• [Given task]
Return each of the items below verbatim, preserving every line and its order.

• [Data rows]
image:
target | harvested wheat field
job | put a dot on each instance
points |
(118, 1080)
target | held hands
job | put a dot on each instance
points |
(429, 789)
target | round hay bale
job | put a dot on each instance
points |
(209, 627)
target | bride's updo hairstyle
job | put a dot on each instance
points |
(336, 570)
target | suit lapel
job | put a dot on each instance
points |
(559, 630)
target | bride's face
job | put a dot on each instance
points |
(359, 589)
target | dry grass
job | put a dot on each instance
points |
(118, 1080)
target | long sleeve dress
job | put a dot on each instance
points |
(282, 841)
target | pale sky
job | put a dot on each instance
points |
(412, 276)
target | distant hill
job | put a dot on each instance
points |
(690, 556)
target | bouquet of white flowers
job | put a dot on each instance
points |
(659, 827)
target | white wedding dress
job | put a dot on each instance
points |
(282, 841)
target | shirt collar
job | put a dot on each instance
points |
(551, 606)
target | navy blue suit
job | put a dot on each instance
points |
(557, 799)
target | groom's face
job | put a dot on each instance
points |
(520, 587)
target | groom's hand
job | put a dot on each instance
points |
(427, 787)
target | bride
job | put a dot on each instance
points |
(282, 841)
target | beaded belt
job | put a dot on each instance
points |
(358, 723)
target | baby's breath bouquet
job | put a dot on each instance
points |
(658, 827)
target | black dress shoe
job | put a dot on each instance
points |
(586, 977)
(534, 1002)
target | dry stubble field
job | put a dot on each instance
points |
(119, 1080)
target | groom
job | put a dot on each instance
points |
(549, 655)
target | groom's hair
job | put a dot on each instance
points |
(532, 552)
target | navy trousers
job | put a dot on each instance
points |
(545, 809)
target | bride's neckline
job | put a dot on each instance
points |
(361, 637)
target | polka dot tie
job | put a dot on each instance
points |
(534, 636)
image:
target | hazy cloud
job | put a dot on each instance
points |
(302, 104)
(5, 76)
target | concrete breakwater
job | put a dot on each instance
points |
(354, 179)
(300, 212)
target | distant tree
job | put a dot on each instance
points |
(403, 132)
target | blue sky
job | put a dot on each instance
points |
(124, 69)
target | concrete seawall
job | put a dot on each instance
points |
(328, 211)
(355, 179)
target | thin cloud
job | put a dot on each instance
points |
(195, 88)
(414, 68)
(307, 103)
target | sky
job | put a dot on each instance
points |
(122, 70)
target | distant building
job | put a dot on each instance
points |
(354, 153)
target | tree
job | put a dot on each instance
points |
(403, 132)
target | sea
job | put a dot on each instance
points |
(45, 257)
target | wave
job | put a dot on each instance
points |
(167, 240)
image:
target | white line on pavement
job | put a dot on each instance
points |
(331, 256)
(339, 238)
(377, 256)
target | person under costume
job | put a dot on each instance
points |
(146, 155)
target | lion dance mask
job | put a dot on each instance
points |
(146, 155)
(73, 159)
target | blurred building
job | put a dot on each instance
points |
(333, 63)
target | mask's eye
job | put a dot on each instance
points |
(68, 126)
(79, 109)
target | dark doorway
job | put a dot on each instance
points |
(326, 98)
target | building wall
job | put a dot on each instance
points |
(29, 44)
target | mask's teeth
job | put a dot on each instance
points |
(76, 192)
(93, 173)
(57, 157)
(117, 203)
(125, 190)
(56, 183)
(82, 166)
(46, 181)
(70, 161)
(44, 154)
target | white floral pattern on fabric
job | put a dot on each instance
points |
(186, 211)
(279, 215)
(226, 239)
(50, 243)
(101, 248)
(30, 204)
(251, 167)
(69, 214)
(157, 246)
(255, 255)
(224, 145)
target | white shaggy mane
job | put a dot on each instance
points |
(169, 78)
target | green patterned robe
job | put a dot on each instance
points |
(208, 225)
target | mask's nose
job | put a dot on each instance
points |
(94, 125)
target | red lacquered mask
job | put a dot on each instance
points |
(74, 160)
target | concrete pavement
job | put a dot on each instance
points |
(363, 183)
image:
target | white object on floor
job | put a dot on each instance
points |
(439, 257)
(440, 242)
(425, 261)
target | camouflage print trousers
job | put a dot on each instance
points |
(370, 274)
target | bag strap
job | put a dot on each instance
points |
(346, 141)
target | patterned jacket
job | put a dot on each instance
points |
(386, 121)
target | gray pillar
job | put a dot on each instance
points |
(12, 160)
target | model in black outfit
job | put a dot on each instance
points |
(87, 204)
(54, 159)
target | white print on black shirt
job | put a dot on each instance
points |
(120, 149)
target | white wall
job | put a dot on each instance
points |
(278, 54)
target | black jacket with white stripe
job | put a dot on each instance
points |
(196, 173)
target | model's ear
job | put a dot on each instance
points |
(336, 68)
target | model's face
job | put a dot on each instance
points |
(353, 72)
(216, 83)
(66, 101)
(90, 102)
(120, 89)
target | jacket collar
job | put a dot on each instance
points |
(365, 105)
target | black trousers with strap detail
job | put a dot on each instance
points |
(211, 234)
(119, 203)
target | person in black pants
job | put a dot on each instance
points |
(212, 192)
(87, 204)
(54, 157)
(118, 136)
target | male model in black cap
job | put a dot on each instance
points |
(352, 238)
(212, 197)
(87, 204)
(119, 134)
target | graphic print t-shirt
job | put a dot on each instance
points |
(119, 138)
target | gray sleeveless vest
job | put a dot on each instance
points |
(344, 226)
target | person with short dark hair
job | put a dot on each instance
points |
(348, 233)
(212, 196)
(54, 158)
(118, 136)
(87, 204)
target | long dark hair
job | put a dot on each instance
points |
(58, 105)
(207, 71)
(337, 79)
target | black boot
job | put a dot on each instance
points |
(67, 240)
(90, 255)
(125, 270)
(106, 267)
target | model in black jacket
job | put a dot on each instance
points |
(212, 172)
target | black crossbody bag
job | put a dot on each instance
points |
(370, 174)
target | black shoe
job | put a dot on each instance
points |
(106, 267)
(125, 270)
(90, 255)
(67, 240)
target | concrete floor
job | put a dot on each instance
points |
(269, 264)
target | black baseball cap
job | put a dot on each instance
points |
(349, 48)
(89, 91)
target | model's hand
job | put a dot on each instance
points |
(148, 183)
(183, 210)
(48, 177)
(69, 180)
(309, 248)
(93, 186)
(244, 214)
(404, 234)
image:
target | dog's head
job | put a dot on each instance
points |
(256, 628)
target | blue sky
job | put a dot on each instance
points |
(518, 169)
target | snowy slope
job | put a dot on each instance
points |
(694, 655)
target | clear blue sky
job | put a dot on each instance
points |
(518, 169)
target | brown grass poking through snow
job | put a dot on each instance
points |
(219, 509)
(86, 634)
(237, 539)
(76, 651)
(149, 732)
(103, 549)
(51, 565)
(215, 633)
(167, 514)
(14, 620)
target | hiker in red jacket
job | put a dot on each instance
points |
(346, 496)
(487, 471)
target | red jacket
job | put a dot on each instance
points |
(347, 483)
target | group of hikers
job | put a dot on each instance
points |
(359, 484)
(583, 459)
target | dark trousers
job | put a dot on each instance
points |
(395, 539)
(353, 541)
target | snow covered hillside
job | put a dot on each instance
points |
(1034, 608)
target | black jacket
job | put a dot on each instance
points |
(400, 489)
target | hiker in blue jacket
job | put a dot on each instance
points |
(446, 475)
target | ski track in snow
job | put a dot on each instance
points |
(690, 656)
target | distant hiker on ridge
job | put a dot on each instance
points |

• [Worked answer]
image:
target | harvested wheat field
job | put a dot on each instance
points |
(118, 1080)
target | held hands
job | put a dot on each instance
points |
(429, 789)
target | round hay bale
job | put a dot on each instance
points |
(209, 627)
target | bride's updo hairstyle
job | put a dot on each instance
points |
(336, 570)
target | suit lapel
job | put a dot on each instance
points |
(559, 630)
target | bride's face
job | put a dot on each instance
points |
(359, 589)
target | dry grass
job | put a dot on each instance
points |
(118, 1080)
target | long sleeve dress
job | put a dot on each instance
points |
(282, 841)
target | pale sky
job | put a dot on each instance
points |
(412, 276)
target | distant hill
job | put a dot on each instance
points |
(690, 556)
target | bouquet of white flowers
job | put a dot on each instance
points |
(659, 827)
target | white wedding dress
job | put a dot on each instance
points |
(282, 841)
target | shirt collar
job | put a dot on each instance
points |
(551, 606)
target | navy blue suit
job | put a dot on each instance
points |
(557, 799)
target | groom's face
job | put a dot on each instance
points |
(520, 587)
target | groom's hand
job | put a dot on each instance
points |
(427, 787)
target | bride
job | put a dot on each instance
points |
(282, 841)
target | beaded belt
job | put a dot on each instance
points |
(358, 723)
target | baby's breath bouquet
job | put a dot on each instance
points |
(658, 827)
target | black dress shoe
job | put a dot on each instance
points |
(586, 977)
(534, 1002)
target | dry stubble field
job | put a dot on each instance
points |
(119, 1080)
target | groom
job | put a dot on each instance
points |
(549, 655)
target | groom's hair
job | put a dot on each instance
points |
(532, 552)
target | navy trousers
job | put a dot on each instance
points |
(545, 809)
target | bride's neckline
job | put a dot on each instance
points |
(361, 637)
target | polka dot tie
job | put a dot on each instance
points |
(534, 636)
image:
target | hazy cloud
job | put a dot on each instance
points |
(302, 104)
(5, 76)
target | concrete breakwater
job | put a dot on each instance
points |
(354, 179)
(300, 212)
target | distant tree
job | put a dot on each instance
points |
(403, 132)
target | blue sky
job | put a dot on each instance
points |
(124, 69)
target | concrete seawall
job | put a dot on each instance
points |
(328, 211)
(355, 179)
target | thin cloud
job | put a dot on each instance
points |
(195, 88)
(414, 68)
(307, 103)
target | sky
job | put a dot on each instance
points |
(122, 70)
target | distant building
job | put a dot on each instance
points |
(354, 153)
target | tree
job | put a dot on each instance
points |
(403, 132)
target | sea
job | put a dot on each instance
points |
(45, 257)
target | wave
job | put a dot on each instance
points |
(167, 240)
image:
target | white line on pavement
job | put a dot on each instance
points |
(331, 256)
(339, 238)
(377, 256)
target | person under costume
job | put a dot on each instance
points |
(146, 155)
target | lion dance mask
job | put a dot on each instance
points |
(146, 155)
(73, 159)
target | blurred building
job | put a dot on each instance
points |
(333, 63)
target | mask's eye
job | put a dot on each instance
points |
(68, 126)
(79, 109)
target | dark doorway
job | put a dot on each instance
points |
(326, 98)
target | building wall
job | put a dot on each instance
points |
(29, 44)
target | mask's teeth
job | put a dot on each instance
points |
(76, 192)
(93, 173)
(57, 157)
(117, 203)
(125, 190)
(56, 183)
(82, 166)
(46, 181)
(70, 161)
(44, 154)
target | white floral pattern on fabric
job | put a dot on each instance
points |
(186, 211)
(279, 215)
(226, 239)
(50, 243)
(101, 248)
(30, 204)
(251, 167)
(69, 214)
(157, 246)
(255, 255)
(224, 145)
target | white shaggy mane
job | put a dot on each instance
points |
(169, 78)
target | green patterned robe
job | put a dot on each instance
points |
(208, 225)
target | mask's nose
job | put a dot on each instance
points |
(94, 125)
target | red lacquered mask
job | put a dot on each instance
points |
(74, 160)
target | concrete pavement
job | put a dot on each instance
points |
(363, 183)
image:
target | white object on floor
job | put a dot on each instance
points |
(439, 257)
(440, 242)
(425, 261)
target | camouflage print trousers
job | put a dot on each instance
points |
(370, 274)
target | bag strap
job | put a dot on each instance
points |
(346, 141)
target | patterned jacket
job | put a dot on each instance
points |
(386, 121)
target | gray pillar
job | put a dot on each instance
points |
(12, 160)
target | model in black outfit
job | put a dot on each instance
points |
(87, 204)
(54, 159)
target | white print on black shirt
job | put a dot on each instance
points |
(120, 149)
target | white wall
job | put a dot on each instance
points |
(278, 54)
target | black jacket with white stripe
job | put a dot on each instance
points |
(196, 173)
target | model's ear
job | put a dot on each instance
points |
(336, 68)
target | model's face
job | put a dot on each instance
points |
(353, 72)
(216, 83)
(66, 101)
(90, 102)
(120, 89)
target | jacket collar
job | put a dot on each instance
points |
(365, 105)
target | black trousers with strap detail
job | put a dot on each instance
points |
(211, 234)
(119, 203)
target | person in black pants
job | put a dot on each instance
points |
(212, 192)
(87, 204)
(54, 157)
(118, 136)
target | male model in black cap
job | put a dot on each instance
points |
(352, 238)
(212, 197)
(87, 204)
(119, 134)
target | graphic print t-shirt
job | put a dot on each instance
points |
(119, 138)
target | gray sleeveless vest
job | put a dot on each instance
points |
(344, 226)
target | person with short dark hair
job | put a dot on each instance
points |
(348, 233)
(212, 196)
(54, 158)
(118, 136)
(87, 204)
target | long dark hair
job | put a dot on each instance
points |
(58, 105)
(207, 71)
(337, 79)
target | black boot
job | put a dot on each instance
points |
(67, 240)
(90, 255)
(125, 270)
(106, 267)
target | model in black jacket
job | put a dot on each instance
points |
(212, 172)
target | black crossbody bag
job | put a dot on each instance
points |
(370, 174)
target | black shoe
job | put a dot on each instance
points |
(106, 267)
(125, 270)
(90, 255)
(67, 240)
target | concrete floor
job | put a dot on each instance
points |
(269, 264)
target | black baseball cap
job | put a dot on each instance
points |
(349, 48)
(89, 91)
target | model's hand
job | put a dot on each instance
points |
(148, 183)
(183, 210)
(48, 177)
(69, 180)
(309, 248)
(93, 186)
(244, 214)
(404, 234)
image:
target | dog's head
job | put a dot on each instance
points |
(256, 628)
target | blue sky
job | put a dot on each instance
points |
(518, 169)
target | snowy slope
job | put a dot on each instance
points |
(694, 655)
target | clear blue sky
job | put a dot on each instance
points |
(518, 169)
target | brown grass poking through snow
job | put a dot on each instance
points |
(219, 509)
(86, 634)
(237, 539)
(76, 651)
(149, 732)
(103, 549)
(51, 565)
(215, 633)
(167, 514)
(14, 620)
target | hiker in red jacket
job | put a dot on each instance
points |
(346, 496)
(487, 471)
target | red jacket
job | put a dot on each instance
points |
(347, 483)
target | group of hikers
job | put a dot on each instance
points |
(359, 484)
(583, 459)
target | dark trousers
job | put a dot on each instance
points |
(395, 539)
(353, 541)
target | snow covered hillside
job | put a dot on each instance
points |
(1034, 608)
target | black jacket
job | put a dot on each instance
points |
(400, 489)
target | hiker in blue jacket
job | put a dot on each instance
points |
(446, 475)
target | ski track in snow
job | put a dot on each instance
points |
(690, 656)
target | distant hiker on ridge
job | put a dot on each instance
points |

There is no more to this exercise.